**WRITTEN EXERCISE**
Return all of the data exactly as given.

==== MATERIAL FOR THIS TASK

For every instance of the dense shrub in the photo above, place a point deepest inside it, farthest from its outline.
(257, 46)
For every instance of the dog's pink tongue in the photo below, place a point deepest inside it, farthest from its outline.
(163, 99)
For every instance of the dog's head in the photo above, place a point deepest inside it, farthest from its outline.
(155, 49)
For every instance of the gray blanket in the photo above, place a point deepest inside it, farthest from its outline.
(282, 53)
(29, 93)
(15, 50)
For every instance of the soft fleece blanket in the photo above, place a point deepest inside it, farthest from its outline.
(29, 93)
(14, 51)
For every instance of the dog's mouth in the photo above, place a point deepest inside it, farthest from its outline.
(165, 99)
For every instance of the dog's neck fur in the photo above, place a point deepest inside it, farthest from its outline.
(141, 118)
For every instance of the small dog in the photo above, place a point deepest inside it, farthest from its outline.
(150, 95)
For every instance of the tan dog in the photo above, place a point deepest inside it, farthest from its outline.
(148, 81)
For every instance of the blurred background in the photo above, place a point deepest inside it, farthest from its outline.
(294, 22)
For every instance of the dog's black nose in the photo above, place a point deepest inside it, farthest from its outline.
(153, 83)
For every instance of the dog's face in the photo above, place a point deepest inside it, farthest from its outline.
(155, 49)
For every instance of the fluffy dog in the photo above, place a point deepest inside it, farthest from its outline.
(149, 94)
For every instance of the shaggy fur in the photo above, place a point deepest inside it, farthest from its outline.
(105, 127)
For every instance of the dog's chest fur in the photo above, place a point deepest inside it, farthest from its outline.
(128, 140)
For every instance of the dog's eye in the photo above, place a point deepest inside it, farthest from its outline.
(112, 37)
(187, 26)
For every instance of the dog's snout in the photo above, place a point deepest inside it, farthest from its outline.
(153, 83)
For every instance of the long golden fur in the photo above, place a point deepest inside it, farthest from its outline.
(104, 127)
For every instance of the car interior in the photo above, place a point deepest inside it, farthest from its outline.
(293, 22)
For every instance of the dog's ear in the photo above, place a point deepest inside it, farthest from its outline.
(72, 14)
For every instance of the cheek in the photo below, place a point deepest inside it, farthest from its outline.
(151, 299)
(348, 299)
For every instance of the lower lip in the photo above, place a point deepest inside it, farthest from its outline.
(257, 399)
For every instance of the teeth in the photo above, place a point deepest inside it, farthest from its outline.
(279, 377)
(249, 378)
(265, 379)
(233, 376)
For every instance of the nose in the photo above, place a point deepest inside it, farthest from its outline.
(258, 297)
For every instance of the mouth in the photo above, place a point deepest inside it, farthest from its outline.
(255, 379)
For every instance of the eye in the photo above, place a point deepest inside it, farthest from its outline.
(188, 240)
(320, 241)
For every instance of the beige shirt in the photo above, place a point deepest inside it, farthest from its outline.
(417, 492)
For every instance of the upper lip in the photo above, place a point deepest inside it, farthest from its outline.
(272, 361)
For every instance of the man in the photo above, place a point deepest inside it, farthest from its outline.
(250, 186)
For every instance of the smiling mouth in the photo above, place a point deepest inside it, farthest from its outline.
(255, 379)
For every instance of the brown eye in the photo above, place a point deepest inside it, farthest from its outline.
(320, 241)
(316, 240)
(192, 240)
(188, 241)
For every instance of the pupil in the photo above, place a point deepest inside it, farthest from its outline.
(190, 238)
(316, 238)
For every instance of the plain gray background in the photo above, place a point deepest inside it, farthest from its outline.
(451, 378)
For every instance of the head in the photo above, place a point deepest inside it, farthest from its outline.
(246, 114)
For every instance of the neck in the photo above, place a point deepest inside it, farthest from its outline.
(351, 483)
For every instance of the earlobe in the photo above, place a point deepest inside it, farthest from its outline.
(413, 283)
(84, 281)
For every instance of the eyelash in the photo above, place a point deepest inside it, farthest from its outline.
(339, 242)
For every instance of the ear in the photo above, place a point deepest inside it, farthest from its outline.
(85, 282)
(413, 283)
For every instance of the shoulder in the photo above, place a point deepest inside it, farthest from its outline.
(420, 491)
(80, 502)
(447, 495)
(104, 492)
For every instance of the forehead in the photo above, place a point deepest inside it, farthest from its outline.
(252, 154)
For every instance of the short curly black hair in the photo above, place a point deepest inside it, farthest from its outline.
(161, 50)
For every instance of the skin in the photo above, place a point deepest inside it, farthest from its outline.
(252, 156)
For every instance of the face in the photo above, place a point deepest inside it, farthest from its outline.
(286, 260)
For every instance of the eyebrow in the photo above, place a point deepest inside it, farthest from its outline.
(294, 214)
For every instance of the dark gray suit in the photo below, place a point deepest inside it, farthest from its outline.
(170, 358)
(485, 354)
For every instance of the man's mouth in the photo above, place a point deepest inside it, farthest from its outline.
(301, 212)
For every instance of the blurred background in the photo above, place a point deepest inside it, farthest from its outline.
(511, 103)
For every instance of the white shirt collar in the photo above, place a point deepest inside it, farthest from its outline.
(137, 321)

========

**RESULT**
For every instance of the dense shrub in the photo above, place a point deepest inside it, farthest from its outline.
(257, 46)
For every instance of the dog's pink tongue in the photo below, place a point deepest inside it, farthest from its outline.
(163, 99)
For every instance of the dog's head in the photo above, place a point deepest inside it, farthest from its outline.
(155, 49)
For every instance of the gray blanket in the photo above, place a point deepest inside it, farthest from its outline.
(282, 53)
(29, 93)
(15, 50)
For every instance of the soft fleece blanket in the photo above, place a point deepest inside it, farthest from its outline.
(29, 93)
(14, 51)
For every instance of the dog's mouth in the photo above, place a point deepest inside it, farthest from its outline.
(165, 99)
For every instance of the dog's neck fur in the photo above, place a point deepest inside it, farthest from its outline.
(141, 118)
For every instance of the small dog in the photo above, place a point deepest inside it, farthest from its outline.
(150, 95)
For every instance of the tan dog in the photo above, place a point deepest inside it, farthest from its outline.
(148, 81)
For every instance of the blurred background in the photo above, place a point deepest inside it, farthest from its outline.
(294, 22)
For every instance of the dog's black nose in the photo above, place a point deepest inside it, farthest from its outline.
(153, 83)
For every instance of the dog's face in the photo above, place a point deepest inside it, farthest from its outline.
(155, 49)
For every instance of the fluffy dog in the photo above, place a point deepest inside it, farthest from its outline.
(149, 94)
For every instance of the shaggy fur in the photo above, place a point deepest inside it, farthest from its outline.
(105, 127)
For every instance of the dog's chest fur in the photo above, place a point deepest inside it, farthest from its outline.
(128, 140)
For every instance of the dog's eye in the photo above, place a point deepest inside it, farthest from its outline.
(112, 37)
(187, 26)
For every instance of the dog's snout in the photo above, place a point deepest inside it, farthest from its outline.
(153, 83)
For every instance of the long golden fur in the photo above, place a point deepest inside it, farthest from its outline.
(104, 127)
For every instance of the car interior in the photo above, place a point deepest inside it, farthest from its outline.
(293, 22)
For every instance of the dog's ear in the photo above, place a point deepest inside it, farthest from its outline.
(72, 14)
For every instance of the cheek in the photo below, place a point deepest inside it, farthest from its outline.
(151, 299)
(348, 299)
For every instance of the lower lip in the photo above, place a point deepest inside it, farthest from its outline.
(257, 399)
For every instance of the teeth in the photo above, place a point deepest inside it, farthest from its outline.
(279, 377)
(249, 378)
(265, 379)
(233, 376)
For every instance of the nose in the photo above, place a point deepest inside it, farthest from its outline.
(258, 297)
For every instance of the mouth in the photo above, place a point deepest inside it, farthest from its outline.
(255, 379)
For every instance of the eye in the photo above, place a point deepest inside it, farthest from its outline.
(188, 240)
(320, 241)
For every instance of the beige shirt in the photo above, place a point deepest inside it, farthest from its outline.
(417, 492)
For every instance of the upper lip in the photo above, place a point deepest inside it, farthest from its outline.
(272, 361)
For every instance of the man in the photo above, place a point deepest inside it, farthest from its outline.
(250, 186)
For every instance of the smiling mouth in the photo above, place a point deepest inside it, farthest from its outline.
(255, 379)
For every instance of the brown eye in the photo above, place a point deepest inside it, farthest from its outline.
(320, 241)
(316, 240)
(192, 240)
(188, 241)
For every instance of the pupil in the photo above, place a point deepest inside it, farthest from its outline.
(190, 238)
(316, 238)
For every instance of the plain gray background in the photo above, place a point deepest inside it, farthest from its outline.
(451, 378)
For every instance of the head in the photo above, place a point deepest inside it, farthest from its outline.
(246, 114)
For every instance of the neck in the photo above, place a point deepest inside it, farthest from its outline.
(351, 483)
For every instance of the earlobe in the photo above, place a point deepest inside it, farthest from its outline.
(413, 283)
(84, 281)
For every instance of the eyelash in the photo above, place a point deepest inside it, farthest from its outline.
(339, 242)
For every instance of the ear in the photo above, place a point deepest inside it, farthest from its outline.
(85, 282)
(413, 283)
For every instance of the shoulder in the photo above, place a point deepest inside it, farthest from its outline.
(420, 491)
(80, 502)
(447, 495)
(104, 492)
For every instance of the forehead in the photo above, place a point deepest inside it, farthest from its outline.
(252, 154)
For every instance of the short curly black hair in the photo above, place a point deepest inside it, farthest from its outline.
(161, 50)
For every instance of the skin in the photo above, place a point deepest inside it, farthest from its outline.
(252, 156)
For every instance of the face in the photo above, place a point deepest inside it, farthest from its outline.
(286, 260)
For every instance of the eyebrow in the photo above, place a point deepest inside it, farthest from its outline.
(294, 214)
For every instance of the dark gray suit in the photo below, place a point deepest inside it, farthest from its outline.
(170, 358)
(485, 354)
For every instance of the man's mouth in the photo above, place a point deepest inside it, farthest from its outline.
(301, 212)
For every instance of the blurred background in the photo above, place a point deepest inside it, farthest from its outline.
(511, 103)
For every instance of the white shirt collar in the photo above, place a point deepest inside it, farthest from its outline.
(137, 321)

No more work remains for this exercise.